# Data rows:

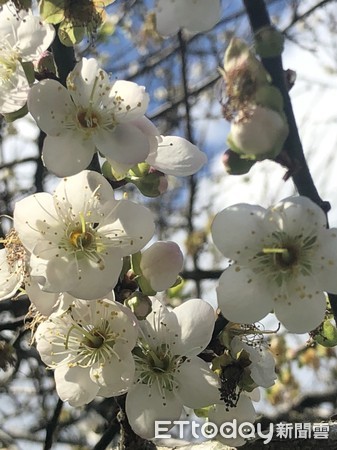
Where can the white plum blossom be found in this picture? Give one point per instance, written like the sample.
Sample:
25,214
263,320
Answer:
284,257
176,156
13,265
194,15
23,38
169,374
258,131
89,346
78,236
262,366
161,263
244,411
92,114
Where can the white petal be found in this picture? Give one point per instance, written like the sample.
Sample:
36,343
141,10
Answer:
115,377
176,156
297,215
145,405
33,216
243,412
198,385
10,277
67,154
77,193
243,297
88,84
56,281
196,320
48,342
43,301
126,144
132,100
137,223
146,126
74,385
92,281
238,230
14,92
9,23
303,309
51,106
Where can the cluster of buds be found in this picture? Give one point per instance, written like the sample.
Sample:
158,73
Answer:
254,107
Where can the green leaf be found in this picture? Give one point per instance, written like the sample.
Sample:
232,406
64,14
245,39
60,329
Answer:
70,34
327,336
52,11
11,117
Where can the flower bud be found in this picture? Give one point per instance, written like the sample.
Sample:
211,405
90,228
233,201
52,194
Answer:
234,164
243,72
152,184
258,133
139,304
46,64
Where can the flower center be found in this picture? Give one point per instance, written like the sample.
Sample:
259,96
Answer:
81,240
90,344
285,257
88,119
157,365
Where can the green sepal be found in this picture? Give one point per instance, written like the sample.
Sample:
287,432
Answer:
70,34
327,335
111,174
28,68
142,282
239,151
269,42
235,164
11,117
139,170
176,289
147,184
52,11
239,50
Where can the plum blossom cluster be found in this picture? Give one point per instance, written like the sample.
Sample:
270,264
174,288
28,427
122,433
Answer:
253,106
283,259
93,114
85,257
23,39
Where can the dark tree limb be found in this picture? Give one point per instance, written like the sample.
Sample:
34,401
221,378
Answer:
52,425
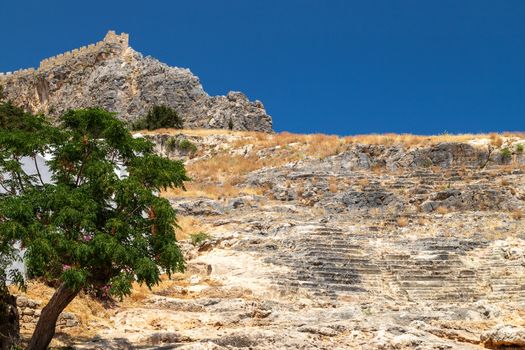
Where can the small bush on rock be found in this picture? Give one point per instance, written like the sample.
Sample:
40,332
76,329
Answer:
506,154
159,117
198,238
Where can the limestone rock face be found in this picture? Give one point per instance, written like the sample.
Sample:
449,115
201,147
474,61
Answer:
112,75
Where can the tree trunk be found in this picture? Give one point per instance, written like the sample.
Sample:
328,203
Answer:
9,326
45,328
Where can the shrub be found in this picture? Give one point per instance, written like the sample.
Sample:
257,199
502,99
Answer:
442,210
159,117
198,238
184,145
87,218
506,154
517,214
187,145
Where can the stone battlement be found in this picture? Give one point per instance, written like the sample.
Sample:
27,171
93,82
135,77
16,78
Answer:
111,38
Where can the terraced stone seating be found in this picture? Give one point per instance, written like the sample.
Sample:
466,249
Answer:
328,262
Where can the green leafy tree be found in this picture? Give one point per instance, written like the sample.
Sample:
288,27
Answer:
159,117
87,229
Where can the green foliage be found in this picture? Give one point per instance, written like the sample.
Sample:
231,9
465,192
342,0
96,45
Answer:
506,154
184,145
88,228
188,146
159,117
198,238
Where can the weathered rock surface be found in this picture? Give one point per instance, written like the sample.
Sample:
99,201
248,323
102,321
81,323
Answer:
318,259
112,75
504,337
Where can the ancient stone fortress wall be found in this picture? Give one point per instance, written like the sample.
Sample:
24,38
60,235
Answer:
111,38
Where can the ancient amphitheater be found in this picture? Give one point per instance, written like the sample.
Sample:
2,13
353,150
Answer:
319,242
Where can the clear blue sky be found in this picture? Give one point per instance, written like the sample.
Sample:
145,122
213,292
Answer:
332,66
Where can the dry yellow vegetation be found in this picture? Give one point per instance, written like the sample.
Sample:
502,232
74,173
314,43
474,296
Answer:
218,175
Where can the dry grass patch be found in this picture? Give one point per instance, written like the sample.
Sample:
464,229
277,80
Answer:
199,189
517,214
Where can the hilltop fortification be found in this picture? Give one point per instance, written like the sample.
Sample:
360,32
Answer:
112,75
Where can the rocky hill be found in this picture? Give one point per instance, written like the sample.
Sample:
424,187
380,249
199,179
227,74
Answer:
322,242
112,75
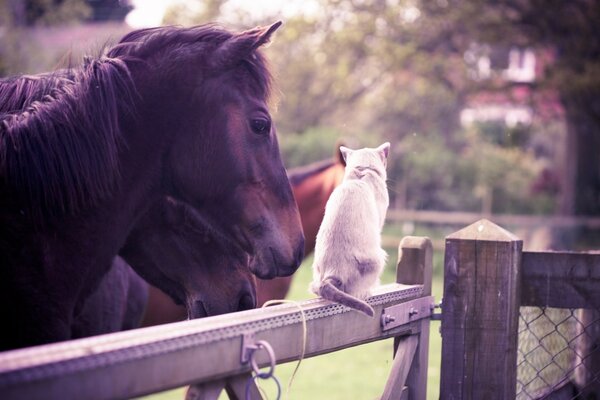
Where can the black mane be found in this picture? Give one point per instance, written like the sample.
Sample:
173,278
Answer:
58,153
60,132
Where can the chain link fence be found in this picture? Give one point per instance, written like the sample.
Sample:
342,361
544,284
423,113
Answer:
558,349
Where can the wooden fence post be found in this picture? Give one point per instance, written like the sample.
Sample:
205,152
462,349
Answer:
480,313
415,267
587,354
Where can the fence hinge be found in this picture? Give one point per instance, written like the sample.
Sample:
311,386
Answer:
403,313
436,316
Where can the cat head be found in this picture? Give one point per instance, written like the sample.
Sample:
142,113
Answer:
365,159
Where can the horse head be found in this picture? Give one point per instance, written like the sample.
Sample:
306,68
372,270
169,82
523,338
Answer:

# Problem requirements:
Give back the whole listing as it stands, minus its pictures.

# Result for this exercise:
Where can the white plum blossom be found in this picture? Give one point per instance, written like the sample.
Sample:
25,214
263,320
Answer:
284,257
176,156
13,265
194,15
23,38
169,374
258,131
89,346
78,236
262,366
161,263
244,411
92,114
Where can the white petal be found in this picture? Give one point per instance, written like the sample.
Sample:
36,343
141,10
Answer:
115,377
176,156
297,215
145,405
33,216
243,412
198,385
10,277
67,154
77,193
243,297
88,84
56,281
196,320
48,342
43,301
126,144
132,100
137,223
146,126
74,385
92,281
238,230
14,92
9,23
303,309
51,106
Where can the cluster of buds be found in this picture? Give one point per instance, written like the sample.
Sample:
158,73
Answer:
254,107
Where can the green leaf be found in this picture? Give one point per instance, written like the sample.
Sample:
232,406
64,14
245,39
60,329
Answer:
70,34
327,336
52,11
11,117
Where can the flower bud be found in this picture? Give one point per instance, written like the sample.
Sample:
211,405
90,228
233,201
52,194
Answer:
234,164
243,72
152,184
258,133
139,304
46,64
Where can the flower center be found in this picture? Give one point per instance, written like the sample.
Sample:
259,96
Answer:
81,240
90,344
285,257
88,119
157,365
Where can the green sepal be found in this picture? Give one point per instance, written like the sample.
Sample:
287,432
Answer:
70,34
327,335
111,174
28,68
142,282
239,151
269,42
235,164
11,117
139,170
176,289
147,184
52,11
239,50
Where can the plum blossom cluster be found in this picture? Give one point per instance, written like the sample.
Sample:
270,264
174,288
28,427
122,433
Answer:
253,106
283,259
93,114
85,257
23,39
Where can the dark tree limb be found in this picture? Give one point per instance, written like the sample.
Sample:
34,401
221,378
Answer:
52,425
Where can the small bush on rock be found in this picture? Give one point per instance, written like the sample.
Sample:
40,332
76,329
Answer:
506,154
159,117
198,238
Where can the limestone rock face be found in this picture? Give one point per instance, written like the sample.
Sample:
449,115
201,147
474,61
Answer:
112,75
Where can the tree trunk be found in this picture? Give one point per instance, written like the sample.
Sample:
328,203
Answer:
9,326
45,328
Where can the shrub be found in this picture? Give one point per instance, written like the sample.
Sample:
257,199
502,99
Answer:
442,210
159,117
198,238
184,145
87,218
506,154
517,214
187,145
Where can the stone battlement be found in this picture? Give one point per instance, written like the sample.
Sample:
27,171
93,82
135,77
16,78
Answer:
111,38
Where can the terraced stone seating be found in this picture? Give one point per instance, written like the sample.
Sample:
466,249
Answer:
328,262
Where can the green leafy tree be found in this picture? Give one point per instance, written like the sample.
Sample:
288,27
Answer:
159,117
87,229
Where can the green foliage be found in this picture? Give one point per instance, written like the sample.
Sample:
231,9
465,192
342,0
96,45
Answer:
506,154
184,145
88,228
188,146
159,117
198,238
Where can the weathered rock surface be found in this picture? Give one point per instance, written like the sample.
Sample:
99,201
248,323
102,321
81,323
Answer:
318,259
112,75
504,337
Where can the ancient stone fortress wall be found in this picture? Give one point per instance, written like the sample.
Sample:
24,38
60,235
Answer:
111,38
Where can the ancient amphitheater be found in this picture? Give one point per instance, written like the sample.
Sample:
2,13
353,150
Answer:
319,242
Where can the clear blue sky be found in this picture? Give one point per instance, written like the sample.
Sample:
145,122
213,292
Answer:
332,66
Where can the dry yellow vegetation be found in this picture? Give one point per instance, written like the sample.
Sample:
502,232
74,173
314,43
474,296
Answer:
218,175
Where can the dry grass patch be found in this picture? Give one point per instance, written like the sample.
Sample:
464,229
277,80
Answer:
199,189
517,214
Where can the hilltop fortification be found in this picture? Give one point per instance, written like the sample.
Sample:
360,32
Answer:
112,75
Where can the rocky hill be found in this picture? Give one point per instance, written like the sample.
Sample:
424,187
380,249
199,179
227,74
Answer:
322,242
112,75
Where can the black mane be found in this picture? Give one point per instance, written like the sample.
Sample:
173,278
Answer:
58,153
60,132
Where can the chain link fence be found in this picture? Give one point per instance, written like the sample.
Sample:
342,361
544,284
423,113
Answer:
558,349
Where can the wooden fence post be found in this picture? Give one point per instance, written like the sample.
Sample:
205,152
462,349
Answer:
480,313
415,267
587,354
Where can the fence hinge be found in this picture? Give one point per instance, written like the sample.
Sample:
311,386
Answer:
403,313
436,316
Where can the cat head be found in this picture? Give one point per instance, written like the sample.
Sample:
142,113
Answer:
365,159
Where can the horse head be found in this picture? Give one point per instance, written like the sample.
Sample:
306,68
372,270
169,82
523,338
Answer:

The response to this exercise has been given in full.